### Selected text
▼▼▼

What are cDNA libraries?
This method uses the enzyme reverse transcriptase which is a viral enzyme responsible for converting viral RNA genomes into DNA for host expression.
Here we take advantage of this enzyme and the fact that mRNA from eukaryotes have a poly A tail (string of more than 3 Adenine nucleotides) appended to the end of every mRNA transcript.
A primer containing a poly-T sequence (string of more than 3 Thymine nucleotides) anneals to mRNA isolated from a cell. Reverse transcriptase is then used to produce the complementary DNA sequence. mRNA is degraded by treatment with base or an RNase.
A known sequence is then ligated to the 3’ end of the mRNAs and a primer complementary to that sequence is then used for polymerization and formation of the cDNA library.

Purification tags are often incorporated into proteins via cDNA libraries and this is beneficial because?
it gives us access to simple to use affinity purification techniques that drastically simplify methods for protein purification.
We can also use these techniques to make fusion proteins where we combine multiple proteins into a single protein or chimeric proteins where we combine different parts of different proteins into one.
What are Fusion proteins especially useful for?
Name an example:
Fusion proteins are especially (which actually includes GST and MBP tagged proteins) useful for visualizing proteins in cells!
Green Fluorescent Protein, a protein first isolated from jellyfish and utilized by Roger Tsien the first time for tracking proteins in cells.
What is the makeup of Green Fluorescent Protein (GFP)?
How is fluorophore formed?
GFP is a beta-barrel protein where in the core of the protein is an SYG (serine, tyrosine, glycine) sequence.
This sequence forms the fluorophore through the attack of the G backbone nitrogen atom (normally a rare event considering the reactivity of amide nitrogen) with the S carbonyl forming a five-membered ring intermediate.
Oxidation then gives the conjugated fluorescent system shown in the figure below. Now there are many types of fluorescent proteins that emit at a variety of wavelengths allowing us to track multiple proteins at once in cells.

What was one of the clear precursors to PCR?
Are all components of PCR included in this?
Sanger sequencing.

▲▲▲

### Data below
▼▼▼

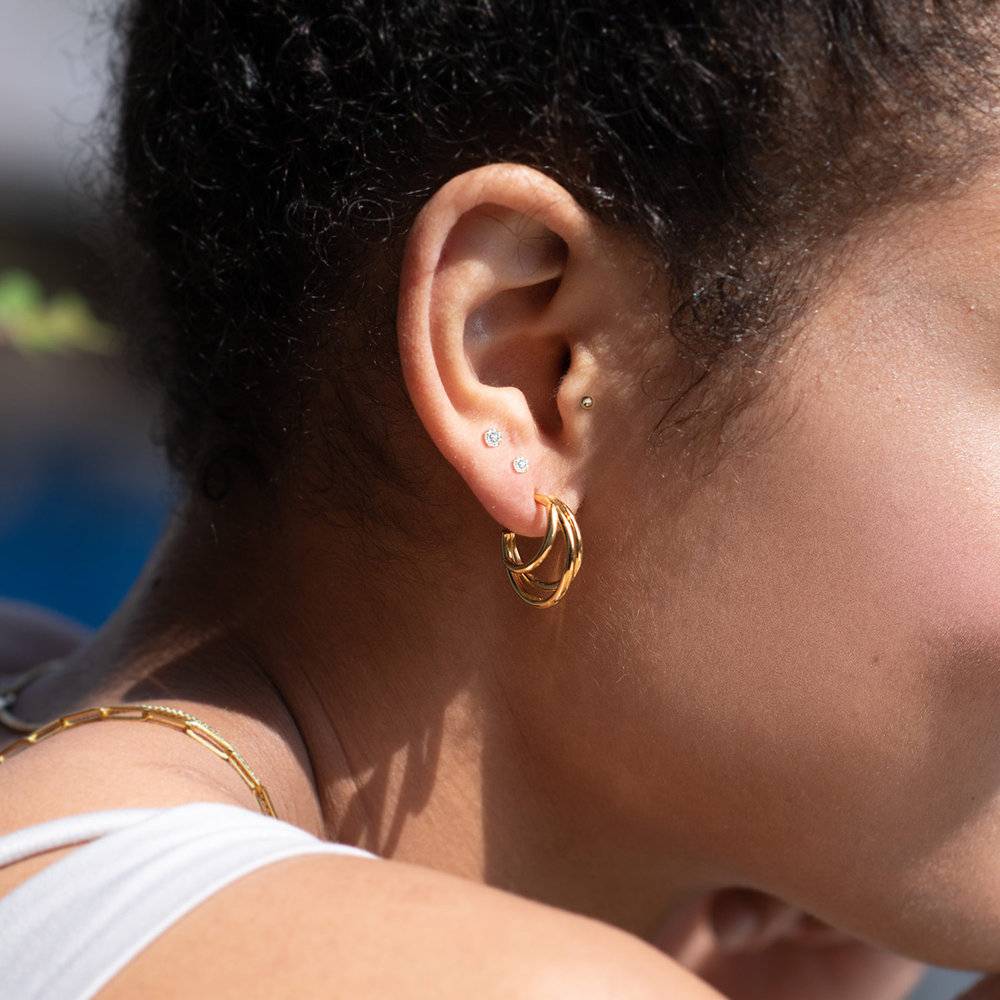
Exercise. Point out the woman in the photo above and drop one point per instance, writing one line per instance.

▲▲▲

### What you are asked to do
Write out, word for word, the part of the text on cDNA libraries that begins at the words "What are cDNA" and ends after "for host expression.". None of the material is needed for this work.

### Answer box
What are cDNA libraries?
This method uses the enzyme reverse transcriptase which is a viral enzyme responsible for converting viral RNA genomes into DNA for host expression.